▸ Action item:
In the records below, some lines contain the word "вокзал". Copy each of them.

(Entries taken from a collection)
________________________

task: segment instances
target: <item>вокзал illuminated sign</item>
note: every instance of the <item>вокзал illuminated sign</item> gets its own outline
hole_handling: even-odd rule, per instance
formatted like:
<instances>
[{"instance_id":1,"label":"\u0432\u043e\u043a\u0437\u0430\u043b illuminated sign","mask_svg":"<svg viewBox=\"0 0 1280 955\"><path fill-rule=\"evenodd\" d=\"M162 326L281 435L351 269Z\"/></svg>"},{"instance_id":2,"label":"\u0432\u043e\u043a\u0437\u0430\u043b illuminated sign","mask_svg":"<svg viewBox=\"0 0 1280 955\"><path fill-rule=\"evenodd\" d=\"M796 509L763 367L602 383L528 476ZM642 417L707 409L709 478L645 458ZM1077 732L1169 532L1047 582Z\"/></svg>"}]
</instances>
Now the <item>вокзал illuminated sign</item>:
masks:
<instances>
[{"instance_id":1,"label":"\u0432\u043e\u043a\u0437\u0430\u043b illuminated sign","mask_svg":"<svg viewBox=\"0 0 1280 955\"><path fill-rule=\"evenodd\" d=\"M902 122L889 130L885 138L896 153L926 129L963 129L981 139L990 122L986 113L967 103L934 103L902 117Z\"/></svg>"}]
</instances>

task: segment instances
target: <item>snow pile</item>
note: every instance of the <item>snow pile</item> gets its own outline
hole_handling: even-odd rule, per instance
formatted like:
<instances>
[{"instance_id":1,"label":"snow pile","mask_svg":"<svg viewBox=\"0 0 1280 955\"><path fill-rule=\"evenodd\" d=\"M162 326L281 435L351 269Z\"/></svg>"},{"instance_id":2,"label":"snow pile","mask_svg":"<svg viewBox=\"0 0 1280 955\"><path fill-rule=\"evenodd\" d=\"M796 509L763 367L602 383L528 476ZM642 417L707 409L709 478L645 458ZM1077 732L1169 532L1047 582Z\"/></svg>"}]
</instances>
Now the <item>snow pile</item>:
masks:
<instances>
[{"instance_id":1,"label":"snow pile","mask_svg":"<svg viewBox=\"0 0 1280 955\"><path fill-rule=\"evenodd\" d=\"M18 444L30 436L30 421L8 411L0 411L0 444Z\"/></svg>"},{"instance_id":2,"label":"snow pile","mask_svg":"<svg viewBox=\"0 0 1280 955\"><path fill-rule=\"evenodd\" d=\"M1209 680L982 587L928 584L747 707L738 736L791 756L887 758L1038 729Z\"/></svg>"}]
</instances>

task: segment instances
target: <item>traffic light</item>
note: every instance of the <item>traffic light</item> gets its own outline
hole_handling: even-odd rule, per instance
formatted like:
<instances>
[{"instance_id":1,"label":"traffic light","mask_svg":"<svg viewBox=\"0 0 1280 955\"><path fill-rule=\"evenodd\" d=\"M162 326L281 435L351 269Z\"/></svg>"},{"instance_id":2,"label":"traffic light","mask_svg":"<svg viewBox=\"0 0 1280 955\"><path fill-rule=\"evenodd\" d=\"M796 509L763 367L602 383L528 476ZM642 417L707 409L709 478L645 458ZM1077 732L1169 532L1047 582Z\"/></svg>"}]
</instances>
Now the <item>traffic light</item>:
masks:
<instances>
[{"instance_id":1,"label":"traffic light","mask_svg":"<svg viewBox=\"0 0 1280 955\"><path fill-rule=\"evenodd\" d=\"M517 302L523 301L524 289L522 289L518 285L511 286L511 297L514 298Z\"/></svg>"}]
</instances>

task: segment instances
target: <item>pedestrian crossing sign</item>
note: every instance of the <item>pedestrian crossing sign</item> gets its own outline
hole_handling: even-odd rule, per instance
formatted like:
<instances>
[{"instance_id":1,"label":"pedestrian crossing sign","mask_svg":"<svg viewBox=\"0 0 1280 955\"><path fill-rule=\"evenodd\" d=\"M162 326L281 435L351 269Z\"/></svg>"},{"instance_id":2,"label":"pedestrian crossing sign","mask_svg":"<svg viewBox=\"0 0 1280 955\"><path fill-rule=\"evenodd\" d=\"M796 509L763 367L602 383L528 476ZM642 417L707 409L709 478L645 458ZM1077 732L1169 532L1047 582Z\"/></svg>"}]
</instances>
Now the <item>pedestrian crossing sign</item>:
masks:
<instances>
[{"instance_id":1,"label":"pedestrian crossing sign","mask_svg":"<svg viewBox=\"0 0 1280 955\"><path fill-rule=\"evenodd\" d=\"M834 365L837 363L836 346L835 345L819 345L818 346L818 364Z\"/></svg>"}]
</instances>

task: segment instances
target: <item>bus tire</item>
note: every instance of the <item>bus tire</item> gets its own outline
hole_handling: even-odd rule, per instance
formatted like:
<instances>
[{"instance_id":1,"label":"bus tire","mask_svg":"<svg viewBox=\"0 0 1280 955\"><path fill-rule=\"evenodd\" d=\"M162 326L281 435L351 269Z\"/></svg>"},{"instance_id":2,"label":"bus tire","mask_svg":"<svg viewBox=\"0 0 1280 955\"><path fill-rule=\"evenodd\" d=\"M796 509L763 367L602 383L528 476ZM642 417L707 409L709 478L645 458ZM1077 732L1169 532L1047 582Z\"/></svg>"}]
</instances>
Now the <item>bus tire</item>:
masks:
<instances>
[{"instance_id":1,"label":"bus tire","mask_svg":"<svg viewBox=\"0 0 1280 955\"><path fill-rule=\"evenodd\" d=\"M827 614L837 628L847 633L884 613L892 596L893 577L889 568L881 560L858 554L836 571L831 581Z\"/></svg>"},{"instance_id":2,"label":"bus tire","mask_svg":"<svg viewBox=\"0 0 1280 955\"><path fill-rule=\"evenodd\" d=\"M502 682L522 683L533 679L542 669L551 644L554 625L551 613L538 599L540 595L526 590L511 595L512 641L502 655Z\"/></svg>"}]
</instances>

________________________

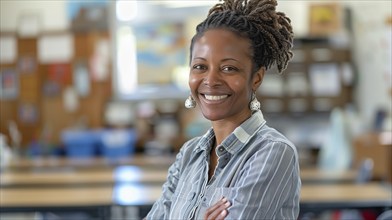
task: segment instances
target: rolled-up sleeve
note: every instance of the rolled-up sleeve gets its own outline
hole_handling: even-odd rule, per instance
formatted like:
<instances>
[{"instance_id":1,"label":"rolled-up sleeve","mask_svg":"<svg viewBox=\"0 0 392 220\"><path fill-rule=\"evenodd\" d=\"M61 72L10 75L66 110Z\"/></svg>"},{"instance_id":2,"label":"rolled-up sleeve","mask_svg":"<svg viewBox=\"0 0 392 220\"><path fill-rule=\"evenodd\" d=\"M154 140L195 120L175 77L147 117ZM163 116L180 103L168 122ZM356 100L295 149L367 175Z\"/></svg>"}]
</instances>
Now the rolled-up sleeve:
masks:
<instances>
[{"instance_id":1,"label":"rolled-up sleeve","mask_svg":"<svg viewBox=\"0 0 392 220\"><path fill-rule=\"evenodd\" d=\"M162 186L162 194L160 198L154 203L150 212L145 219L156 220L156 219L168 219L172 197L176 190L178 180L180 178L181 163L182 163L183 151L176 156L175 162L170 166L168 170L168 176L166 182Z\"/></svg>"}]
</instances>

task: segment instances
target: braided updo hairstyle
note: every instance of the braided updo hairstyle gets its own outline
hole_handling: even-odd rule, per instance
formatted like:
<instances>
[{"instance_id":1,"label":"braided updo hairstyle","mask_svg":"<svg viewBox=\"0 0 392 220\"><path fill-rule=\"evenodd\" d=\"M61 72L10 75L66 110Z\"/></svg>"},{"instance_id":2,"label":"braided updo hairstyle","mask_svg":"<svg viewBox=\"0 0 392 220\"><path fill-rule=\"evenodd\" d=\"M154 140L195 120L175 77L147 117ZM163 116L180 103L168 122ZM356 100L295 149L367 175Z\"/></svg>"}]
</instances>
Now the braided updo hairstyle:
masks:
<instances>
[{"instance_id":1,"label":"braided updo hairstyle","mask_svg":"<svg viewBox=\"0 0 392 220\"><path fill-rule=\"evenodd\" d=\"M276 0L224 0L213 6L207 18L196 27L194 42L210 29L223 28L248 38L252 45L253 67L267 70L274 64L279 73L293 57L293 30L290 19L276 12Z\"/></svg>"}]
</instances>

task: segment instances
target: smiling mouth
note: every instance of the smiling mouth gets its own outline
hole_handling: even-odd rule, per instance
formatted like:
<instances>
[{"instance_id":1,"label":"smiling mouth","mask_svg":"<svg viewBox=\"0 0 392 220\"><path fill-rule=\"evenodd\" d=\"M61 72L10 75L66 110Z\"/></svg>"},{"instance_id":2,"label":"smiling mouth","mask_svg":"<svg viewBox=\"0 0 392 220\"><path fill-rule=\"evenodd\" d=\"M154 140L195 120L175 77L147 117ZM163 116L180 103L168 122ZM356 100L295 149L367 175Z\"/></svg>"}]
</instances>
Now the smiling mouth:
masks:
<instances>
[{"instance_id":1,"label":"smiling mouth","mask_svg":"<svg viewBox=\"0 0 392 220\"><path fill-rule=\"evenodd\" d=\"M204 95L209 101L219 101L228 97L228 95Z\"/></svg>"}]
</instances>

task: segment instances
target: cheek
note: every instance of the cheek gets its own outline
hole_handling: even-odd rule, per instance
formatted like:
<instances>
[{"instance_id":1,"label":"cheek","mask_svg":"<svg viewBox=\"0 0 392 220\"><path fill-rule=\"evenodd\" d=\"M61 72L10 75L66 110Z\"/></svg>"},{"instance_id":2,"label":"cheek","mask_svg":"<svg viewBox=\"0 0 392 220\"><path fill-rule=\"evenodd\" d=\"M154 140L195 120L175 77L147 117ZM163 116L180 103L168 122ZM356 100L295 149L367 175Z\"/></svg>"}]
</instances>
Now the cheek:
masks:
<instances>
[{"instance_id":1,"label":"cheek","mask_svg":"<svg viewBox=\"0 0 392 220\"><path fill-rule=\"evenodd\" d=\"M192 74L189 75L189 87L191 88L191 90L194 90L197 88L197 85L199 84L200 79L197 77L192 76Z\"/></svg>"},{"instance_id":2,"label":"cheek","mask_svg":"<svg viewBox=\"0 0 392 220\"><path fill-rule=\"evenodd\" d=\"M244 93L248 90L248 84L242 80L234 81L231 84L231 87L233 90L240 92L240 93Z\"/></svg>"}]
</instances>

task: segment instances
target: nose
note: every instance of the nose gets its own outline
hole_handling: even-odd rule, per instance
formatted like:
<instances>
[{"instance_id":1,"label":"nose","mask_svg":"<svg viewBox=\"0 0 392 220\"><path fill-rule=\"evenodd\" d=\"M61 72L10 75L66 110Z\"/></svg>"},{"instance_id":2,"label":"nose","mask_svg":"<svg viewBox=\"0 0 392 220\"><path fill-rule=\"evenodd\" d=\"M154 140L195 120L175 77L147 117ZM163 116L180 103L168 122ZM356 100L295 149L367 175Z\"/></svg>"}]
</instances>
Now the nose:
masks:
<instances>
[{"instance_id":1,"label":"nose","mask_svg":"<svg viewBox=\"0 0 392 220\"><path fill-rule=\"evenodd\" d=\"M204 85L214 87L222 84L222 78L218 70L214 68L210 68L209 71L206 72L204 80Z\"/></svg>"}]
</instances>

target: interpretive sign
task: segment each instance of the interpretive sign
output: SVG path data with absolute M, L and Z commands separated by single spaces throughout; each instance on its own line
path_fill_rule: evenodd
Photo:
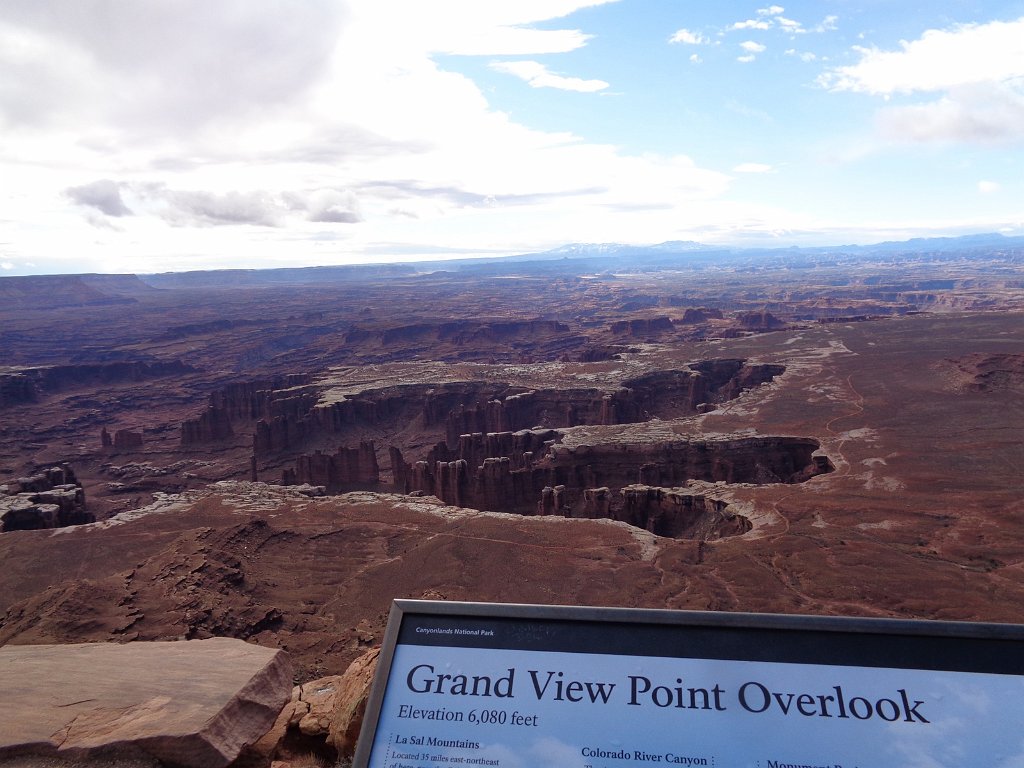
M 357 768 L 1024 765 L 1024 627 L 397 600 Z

________________________

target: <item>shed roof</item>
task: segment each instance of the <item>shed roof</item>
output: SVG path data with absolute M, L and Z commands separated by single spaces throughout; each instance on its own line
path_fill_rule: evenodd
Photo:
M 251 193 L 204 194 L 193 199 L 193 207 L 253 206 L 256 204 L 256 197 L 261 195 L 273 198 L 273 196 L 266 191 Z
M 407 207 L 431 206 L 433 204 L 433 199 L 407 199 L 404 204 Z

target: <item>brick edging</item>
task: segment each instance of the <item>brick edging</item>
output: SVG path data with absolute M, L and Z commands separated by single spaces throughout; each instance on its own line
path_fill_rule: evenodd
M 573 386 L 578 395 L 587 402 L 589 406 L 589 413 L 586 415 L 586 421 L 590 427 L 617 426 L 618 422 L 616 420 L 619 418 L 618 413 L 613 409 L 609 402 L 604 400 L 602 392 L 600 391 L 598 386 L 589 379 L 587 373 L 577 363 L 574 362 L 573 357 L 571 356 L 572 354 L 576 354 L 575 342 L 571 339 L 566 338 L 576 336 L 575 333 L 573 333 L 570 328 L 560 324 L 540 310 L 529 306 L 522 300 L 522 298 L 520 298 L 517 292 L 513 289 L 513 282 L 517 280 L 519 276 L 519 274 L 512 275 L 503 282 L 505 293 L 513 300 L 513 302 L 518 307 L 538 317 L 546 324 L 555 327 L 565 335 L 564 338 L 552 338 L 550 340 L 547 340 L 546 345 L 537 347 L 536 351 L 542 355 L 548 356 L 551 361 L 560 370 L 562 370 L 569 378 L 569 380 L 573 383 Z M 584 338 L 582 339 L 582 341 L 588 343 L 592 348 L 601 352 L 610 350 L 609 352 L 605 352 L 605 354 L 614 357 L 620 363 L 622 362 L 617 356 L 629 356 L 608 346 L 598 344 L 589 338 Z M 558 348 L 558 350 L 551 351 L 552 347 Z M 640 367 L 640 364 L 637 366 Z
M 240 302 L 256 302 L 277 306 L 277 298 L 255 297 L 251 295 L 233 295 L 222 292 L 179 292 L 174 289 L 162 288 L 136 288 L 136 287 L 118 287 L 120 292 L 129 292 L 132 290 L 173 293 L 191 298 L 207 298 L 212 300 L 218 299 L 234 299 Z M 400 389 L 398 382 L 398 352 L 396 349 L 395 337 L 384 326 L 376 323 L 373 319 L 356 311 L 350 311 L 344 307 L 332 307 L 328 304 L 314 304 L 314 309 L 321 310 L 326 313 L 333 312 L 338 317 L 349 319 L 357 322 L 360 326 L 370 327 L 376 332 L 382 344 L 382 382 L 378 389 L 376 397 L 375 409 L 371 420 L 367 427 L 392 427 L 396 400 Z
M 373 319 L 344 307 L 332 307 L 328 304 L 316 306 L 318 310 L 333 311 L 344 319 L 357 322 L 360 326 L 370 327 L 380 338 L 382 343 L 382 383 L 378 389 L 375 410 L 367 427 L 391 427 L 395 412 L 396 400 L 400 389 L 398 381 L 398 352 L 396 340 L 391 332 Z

________________________

▸ Solution for this problem:
target: <item>вокзал illuminated sign</item>
note: every instance of the <item>вокзал illuminated sign</item> gets its own outline
Now the <item>вокзал illuminated sign</item>:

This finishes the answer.